■ EXERCISE DESCRIPTION: Take the line that contains "of the hair" as the first line and the last line of the material below as the final one; reproduce exactly the lines between, inclusive.

■ MATERIAL SHOWN:
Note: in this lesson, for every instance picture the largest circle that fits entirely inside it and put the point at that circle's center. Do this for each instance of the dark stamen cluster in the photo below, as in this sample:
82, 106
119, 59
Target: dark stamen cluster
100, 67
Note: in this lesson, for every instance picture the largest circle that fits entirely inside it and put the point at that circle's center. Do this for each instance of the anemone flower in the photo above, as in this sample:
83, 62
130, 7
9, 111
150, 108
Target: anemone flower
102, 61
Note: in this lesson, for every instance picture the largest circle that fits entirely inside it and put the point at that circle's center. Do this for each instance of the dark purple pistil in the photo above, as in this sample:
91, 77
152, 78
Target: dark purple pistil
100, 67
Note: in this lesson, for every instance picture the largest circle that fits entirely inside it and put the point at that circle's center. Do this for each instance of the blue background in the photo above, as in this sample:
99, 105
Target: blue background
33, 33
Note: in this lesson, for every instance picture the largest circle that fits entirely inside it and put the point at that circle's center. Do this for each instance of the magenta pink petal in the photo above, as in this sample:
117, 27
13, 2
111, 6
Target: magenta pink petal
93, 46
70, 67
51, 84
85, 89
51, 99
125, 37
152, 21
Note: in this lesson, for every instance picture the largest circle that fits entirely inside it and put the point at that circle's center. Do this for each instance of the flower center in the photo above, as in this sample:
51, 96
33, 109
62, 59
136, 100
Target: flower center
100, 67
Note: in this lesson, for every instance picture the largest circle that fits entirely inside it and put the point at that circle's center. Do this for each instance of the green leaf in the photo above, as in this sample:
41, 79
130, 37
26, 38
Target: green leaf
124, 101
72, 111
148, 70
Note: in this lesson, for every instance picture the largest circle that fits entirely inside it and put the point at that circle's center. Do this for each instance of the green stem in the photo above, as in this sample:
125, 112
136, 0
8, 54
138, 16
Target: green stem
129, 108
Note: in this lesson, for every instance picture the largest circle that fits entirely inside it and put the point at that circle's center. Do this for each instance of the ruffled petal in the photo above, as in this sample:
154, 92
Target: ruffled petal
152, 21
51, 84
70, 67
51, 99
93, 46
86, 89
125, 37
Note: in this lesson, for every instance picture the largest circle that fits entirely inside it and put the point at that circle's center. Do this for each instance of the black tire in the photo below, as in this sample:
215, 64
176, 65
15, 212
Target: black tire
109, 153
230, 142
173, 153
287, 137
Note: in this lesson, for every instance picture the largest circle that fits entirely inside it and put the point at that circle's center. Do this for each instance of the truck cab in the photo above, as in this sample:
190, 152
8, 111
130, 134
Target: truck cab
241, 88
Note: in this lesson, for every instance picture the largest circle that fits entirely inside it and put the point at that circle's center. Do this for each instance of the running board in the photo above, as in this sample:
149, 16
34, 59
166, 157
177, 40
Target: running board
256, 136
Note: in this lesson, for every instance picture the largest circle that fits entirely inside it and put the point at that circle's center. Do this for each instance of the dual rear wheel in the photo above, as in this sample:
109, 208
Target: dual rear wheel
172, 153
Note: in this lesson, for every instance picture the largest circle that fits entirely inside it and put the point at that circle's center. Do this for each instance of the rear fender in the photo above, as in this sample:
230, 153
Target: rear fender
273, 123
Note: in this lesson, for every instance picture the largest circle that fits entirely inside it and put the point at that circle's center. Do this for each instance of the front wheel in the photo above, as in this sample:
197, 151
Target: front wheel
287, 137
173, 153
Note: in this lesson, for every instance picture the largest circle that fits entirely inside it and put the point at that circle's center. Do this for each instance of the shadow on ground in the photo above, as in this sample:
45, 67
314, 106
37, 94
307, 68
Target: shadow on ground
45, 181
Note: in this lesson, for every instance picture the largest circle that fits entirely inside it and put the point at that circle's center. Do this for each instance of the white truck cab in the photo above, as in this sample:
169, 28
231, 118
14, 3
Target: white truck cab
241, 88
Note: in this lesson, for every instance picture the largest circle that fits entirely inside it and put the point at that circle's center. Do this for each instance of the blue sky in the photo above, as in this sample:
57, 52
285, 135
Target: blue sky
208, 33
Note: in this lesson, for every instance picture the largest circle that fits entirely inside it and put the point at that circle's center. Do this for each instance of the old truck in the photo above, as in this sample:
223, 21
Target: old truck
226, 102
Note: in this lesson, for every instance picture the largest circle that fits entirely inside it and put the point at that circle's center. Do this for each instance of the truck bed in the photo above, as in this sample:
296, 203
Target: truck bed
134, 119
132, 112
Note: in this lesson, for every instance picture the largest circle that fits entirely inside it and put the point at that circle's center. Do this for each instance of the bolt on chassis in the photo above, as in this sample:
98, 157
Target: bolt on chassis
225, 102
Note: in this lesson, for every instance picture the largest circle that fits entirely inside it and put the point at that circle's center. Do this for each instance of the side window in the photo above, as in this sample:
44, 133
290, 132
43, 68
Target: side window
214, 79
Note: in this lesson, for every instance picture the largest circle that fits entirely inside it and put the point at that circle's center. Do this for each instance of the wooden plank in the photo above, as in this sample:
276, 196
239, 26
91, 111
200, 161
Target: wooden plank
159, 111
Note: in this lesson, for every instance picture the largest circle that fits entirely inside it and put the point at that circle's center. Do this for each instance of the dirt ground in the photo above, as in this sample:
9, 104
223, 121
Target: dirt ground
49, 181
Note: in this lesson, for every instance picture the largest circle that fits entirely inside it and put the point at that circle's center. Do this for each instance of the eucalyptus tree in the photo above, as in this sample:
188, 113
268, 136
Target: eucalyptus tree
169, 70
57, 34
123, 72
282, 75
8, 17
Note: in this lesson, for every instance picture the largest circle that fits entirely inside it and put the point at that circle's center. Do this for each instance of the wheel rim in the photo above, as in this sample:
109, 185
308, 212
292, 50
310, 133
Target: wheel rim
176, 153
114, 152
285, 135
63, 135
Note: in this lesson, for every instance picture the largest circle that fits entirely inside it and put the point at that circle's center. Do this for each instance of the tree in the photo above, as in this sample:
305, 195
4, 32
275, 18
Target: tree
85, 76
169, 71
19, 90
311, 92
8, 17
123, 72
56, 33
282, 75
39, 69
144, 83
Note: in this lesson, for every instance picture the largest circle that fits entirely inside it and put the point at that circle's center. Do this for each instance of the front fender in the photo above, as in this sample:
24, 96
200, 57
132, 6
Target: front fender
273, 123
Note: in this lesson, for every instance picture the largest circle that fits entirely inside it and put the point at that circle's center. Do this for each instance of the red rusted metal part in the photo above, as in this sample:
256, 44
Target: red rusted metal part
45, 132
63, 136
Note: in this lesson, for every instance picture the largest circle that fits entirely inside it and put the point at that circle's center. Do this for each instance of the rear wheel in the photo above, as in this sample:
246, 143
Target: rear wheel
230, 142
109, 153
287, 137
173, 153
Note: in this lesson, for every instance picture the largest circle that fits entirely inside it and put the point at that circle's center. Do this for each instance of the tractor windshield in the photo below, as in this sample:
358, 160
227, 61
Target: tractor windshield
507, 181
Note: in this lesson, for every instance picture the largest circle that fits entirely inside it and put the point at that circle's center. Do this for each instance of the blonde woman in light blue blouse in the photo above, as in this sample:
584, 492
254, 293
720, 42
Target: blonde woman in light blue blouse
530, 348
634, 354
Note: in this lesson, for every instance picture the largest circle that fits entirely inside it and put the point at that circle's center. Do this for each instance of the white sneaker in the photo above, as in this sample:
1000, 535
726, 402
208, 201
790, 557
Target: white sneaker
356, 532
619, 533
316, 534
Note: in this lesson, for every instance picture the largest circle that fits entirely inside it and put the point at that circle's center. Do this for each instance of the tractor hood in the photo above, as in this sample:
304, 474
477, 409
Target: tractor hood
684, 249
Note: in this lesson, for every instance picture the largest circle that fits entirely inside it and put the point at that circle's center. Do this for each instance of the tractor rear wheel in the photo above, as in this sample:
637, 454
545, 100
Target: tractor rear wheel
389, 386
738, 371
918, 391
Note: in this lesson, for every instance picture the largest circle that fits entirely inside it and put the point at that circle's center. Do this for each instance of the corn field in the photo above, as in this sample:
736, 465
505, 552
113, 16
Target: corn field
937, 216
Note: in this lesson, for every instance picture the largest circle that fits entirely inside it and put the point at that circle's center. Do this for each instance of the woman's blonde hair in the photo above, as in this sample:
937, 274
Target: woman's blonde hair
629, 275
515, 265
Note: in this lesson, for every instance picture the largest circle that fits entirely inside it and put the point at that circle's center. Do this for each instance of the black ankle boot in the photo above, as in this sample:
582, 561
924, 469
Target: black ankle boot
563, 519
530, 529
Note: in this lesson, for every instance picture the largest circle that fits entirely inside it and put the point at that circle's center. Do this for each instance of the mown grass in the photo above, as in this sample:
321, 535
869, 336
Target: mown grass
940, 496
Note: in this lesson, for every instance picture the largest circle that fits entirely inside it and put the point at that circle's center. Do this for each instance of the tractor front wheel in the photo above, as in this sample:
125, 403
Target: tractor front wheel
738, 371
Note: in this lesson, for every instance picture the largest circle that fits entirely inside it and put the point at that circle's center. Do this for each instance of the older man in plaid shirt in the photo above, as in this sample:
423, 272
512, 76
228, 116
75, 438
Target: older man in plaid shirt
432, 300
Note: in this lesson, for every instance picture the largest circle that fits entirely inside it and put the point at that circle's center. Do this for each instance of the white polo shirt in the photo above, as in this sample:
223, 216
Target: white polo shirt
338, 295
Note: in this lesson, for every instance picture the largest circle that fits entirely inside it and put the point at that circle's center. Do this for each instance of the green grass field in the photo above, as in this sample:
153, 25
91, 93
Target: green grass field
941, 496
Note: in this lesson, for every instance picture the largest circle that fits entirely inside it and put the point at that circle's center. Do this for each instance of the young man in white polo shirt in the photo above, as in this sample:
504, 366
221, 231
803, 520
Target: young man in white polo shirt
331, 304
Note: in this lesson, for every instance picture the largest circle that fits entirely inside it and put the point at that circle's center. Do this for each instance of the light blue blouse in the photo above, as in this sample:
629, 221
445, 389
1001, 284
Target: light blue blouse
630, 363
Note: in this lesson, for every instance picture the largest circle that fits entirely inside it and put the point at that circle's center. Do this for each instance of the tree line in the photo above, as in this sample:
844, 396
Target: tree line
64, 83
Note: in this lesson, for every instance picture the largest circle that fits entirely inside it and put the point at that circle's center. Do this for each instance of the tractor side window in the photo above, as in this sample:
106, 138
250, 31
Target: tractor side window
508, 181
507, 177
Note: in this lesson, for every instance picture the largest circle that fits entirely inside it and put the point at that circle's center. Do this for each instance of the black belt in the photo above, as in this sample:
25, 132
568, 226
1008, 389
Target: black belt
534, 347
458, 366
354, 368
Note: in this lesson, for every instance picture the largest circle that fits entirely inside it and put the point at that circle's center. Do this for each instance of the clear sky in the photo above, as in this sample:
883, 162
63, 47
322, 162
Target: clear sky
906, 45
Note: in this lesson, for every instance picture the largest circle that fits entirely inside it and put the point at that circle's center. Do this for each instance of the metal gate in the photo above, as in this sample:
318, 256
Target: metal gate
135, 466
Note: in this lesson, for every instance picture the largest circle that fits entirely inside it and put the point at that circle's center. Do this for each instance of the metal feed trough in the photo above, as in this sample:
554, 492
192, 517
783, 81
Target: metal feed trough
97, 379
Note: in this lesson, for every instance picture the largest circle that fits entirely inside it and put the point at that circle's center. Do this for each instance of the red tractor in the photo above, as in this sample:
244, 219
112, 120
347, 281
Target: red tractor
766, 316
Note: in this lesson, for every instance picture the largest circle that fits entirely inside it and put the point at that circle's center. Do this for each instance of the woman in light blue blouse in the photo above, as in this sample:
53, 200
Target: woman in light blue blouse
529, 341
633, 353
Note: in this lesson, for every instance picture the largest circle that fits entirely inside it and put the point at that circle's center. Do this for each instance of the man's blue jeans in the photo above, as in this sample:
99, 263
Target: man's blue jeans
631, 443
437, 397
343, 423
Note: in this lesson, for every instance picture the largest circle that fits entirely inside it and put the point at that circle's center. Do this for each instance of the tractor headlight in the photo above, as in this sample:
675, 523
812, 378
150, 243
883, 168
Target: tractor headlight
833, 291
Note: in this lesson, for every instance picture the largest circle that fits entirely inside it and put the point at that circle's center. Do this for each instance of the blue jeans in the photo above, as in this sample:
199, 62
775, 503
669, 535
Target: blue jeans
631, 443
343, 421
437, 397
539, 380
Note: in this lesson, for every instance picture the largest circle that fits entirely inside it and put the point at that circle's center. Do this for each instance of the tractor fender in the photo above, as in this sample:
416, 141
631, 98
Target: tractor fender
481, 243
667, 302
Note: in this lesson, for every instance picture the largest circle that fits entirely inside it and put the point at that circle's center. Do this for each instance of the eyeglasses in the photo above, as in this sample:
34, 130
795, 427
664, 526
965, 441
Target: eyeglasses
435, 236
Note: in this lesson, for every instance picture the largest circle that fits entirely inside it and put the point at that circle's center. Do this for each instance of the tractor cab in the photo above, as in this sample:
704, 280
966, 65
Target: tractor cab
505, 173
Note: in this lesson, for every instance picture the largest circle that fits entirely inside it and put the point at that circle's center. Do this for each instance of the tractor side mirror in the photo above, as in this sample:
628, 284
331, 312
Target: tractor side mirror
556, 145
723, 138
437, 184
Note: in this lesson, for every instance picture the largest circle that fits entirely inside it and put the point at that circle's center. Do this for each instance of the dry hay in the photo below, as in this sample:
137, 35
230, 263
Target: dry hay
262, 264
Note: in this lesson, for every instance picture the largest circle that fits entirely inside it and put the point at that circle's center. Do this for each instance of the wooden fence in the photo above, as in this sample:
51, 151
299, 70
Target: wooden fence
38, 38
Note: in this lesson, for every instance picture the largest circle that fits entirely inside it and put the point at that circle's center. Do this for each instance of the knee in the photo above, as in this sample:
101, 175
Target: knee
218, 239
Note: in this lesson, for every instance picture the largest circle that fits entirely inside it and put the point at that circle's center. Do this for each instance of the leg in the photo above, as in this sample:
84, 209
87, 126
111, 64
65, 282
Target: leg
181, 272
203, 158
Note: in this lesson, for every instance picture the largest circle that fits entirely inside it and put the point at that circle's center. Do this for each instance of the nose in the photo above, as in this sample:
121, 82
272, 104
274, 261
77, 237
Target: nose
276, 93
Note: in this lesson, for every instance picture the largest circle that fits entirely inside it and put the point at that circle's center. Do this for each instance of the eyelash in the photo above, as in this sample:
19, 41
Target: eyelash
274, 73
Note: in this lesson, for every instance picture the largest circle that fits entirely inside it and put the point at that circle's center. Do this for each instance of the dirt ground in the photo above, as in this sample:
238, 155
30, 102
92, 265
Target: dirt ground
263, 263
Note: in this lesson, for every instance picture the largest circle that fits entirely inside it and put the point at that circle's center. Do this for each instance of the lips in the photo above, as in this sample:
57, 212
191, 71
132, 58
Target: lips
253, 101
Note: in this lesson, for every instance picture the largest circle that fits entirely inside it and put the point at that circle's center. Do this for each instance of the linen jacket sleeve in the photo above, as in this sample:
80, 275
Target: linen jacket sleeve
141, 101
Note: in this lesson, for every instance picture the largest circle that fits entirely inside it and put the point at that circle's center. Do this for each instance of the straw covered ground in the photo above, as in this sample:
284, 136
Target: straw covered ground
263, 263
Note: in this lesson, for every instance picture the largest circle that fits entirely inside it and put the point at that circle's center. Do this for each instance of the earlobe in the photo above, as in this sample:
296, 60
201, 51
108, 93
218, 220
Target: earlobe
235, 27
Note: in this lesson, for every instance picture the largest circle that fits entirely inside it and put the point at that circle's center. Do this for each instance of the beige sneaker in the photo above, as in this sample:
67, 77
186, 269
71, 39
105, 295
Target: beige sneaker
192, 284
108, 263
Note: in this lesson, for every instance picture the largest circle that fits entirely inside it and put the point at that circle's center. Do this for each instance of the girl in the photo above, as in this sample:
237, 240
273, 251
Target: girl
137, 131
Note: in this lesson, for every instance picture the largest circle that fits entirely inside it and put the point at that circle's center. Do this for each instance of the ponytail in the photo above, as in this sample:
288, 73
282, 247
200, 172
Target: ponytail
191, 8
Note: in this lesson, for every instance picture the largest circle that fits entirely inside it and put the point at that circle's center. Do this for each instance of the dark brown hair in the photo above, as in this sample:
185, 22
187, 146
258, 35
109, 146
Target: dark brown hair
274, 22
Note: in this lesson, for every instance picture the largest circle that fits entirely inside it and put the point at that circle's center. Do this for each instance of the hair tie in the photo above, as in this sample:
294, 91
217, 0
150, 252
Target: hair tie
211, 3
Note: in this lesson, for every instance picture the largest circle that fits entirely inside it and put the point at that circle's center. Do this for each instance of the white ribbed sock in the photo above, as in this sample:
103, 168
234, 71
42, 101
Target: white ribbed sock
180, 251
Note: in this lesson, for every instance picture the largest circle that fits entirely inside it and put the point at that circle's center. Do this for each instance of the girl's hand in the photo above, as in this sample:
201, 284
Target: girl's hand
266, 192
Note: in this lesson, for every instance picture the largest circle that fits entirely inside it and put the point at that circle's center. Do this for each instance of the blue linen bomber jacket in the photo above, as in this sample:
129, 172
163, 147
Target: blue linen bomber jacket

■ THE RESPONSE:
Note: in this lesson, for every instance picture the largest circle that fits entirely inside it and put the point at that circle's center. Do this for each instance of the hair tie in the photo above, as in this sample:
294, 91
217, 0
150, 252
Target: hair tie
211, 3
Note: in this lesson, for every instance picture the largest circle that fits entirely inside it and put the point at that circle's center. Do this for each instance of the white ribbed sock in the photo above, as in this sample:
103, 168
234, 71
42, 101
Target: white ribbed sock
180, 251
Note: in this lesson, for every instance picture the largest circle that fits entirely inside it and put the point at that circle's center. Do this for each instance of the girl's hand in the photo above, as in this sample:
201, 284
Target: girl's hand
266, 192
Note: in this lesson, for every instance picture the largest circle that fits entirely inside it and put the point at that circle's center. Do this for each instance of the blue linen bomber jacket in the photo above, as in this sample:
129, 172
163, 147
Target: blue linen bomber jacket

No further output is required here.